Critical Race Theory
Leadership in Context with Keith Tucci
Episode 150
A few weeks ago, we celebrated the anniversary of our nation—what I call The National Day of Civil Disobedience. This day makes me reflect, as I’ve read so much history. Our founding fathers, some who were not believers (but many were) had so much bravery and courage. Their stories and their lives are amazing and full of sacrifice. What they were resisting did not affect their lives much, but impacted the people they were around. They were revolutionaries. They rejected the status quo. They understood that their potential actions or potential silence would have grave consequences either way.
They were not perfect. They had their flaws and wrong reasonings. They had relational revivals. But they were men and women of very high ideals. They sacrificed so much, and we are the evidence of that even with all of our calamity, and they are why we are still the greatest nation (even though we are sliding quickly). The fact that these men and women are forgotten and their reputations assaulted is not serving our future well. It is OK to acknowledge that they were really good in one area and not so hot in another, but we can learn from them, rather than tearing down their statues.
I am personally a big fan of the Adams, our second and sixth presidents. I have studied them a lot. They were both people of extreme intellect. John Quincy Adams was probably one of the smartest men of his generation and a committed believer as well. John Adams, our second president, was a lawyer and defended the British soldiers at the Boston massacre who were arrested for shooting at people and killing some. He defended them because he believed the law was being used unjustly against them, as they were following orders and were made to be a scapegoat. He was not popular for that. He was such a man of high ideals, the law, and principle; he said that those men deserved to be defended properly. Not only did he defend them, but he got them declared not guilty. This situation speaks of his moral and intellectual courage and integrity. That is the type of thing we should be celebrating.
Today we must understand that the substance of what is now called Critical Race Theory (which has been around for a long time) is basically the undermining of the foundation of all of our good and excellent history by pointing out some of its failures. All history has failure. The great Billy Graham had failures. He wasn’t perfect. The Apostle Paul had failures. The mother of Jesus was not perfect. Imperfect people failing doesn’t undermine what the majority of their life stood for and what they did. What Critical Race Theory teaches is that because our founding fathers had problems, they should be completely obliterated.

■ Problem
Decide whether each statement agrees with the episode text: (a) John Adams got the British soldiers from the Boston massacre declared not guilty; (b) all of the founding fathers were believers; (c) Critical Race Theory is a recent idea. For each, answer yes or no and quote the words that settle it.

■ Data records

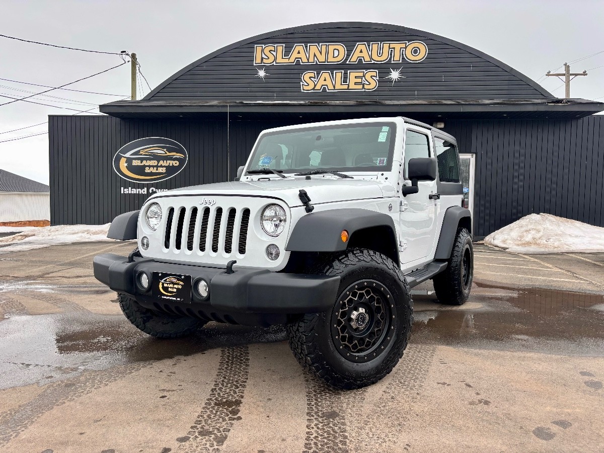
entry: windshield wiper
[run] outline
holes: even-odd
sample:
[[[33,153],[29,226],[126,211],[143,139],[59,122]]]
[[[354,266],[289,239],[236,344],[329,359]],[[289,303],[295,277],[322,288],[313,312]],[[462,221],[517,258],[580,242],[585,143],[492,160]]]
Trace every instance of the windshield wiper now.
[[[303,173],[297,173],[294,176],[306,176],[309,175],[323,175],[323,173],[329,173],[331,175],[338,176],[338,178],[349,178],[351,179],[354,178],[349,175],[345,175],[343,173],[339,173],[338,172],[333,172],[331,170],[311,170],[310,172],[304,172]]]
[[[281,175],[283,173],[283,170],[273,170],[272,169],[258,169],[257,170],[248,170],[248,173],[249,175],[268,175],[269,173],[274,173],[278,176],[281,176],[281,178],[287,178],[284,175]]]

■ Response for this exercise
(a) Yes: "Not only did he defend them, but he got them declared not guilty."
(b) No: "some who were not believers (but many were)"
(c) No: "(which has been around for a long time)"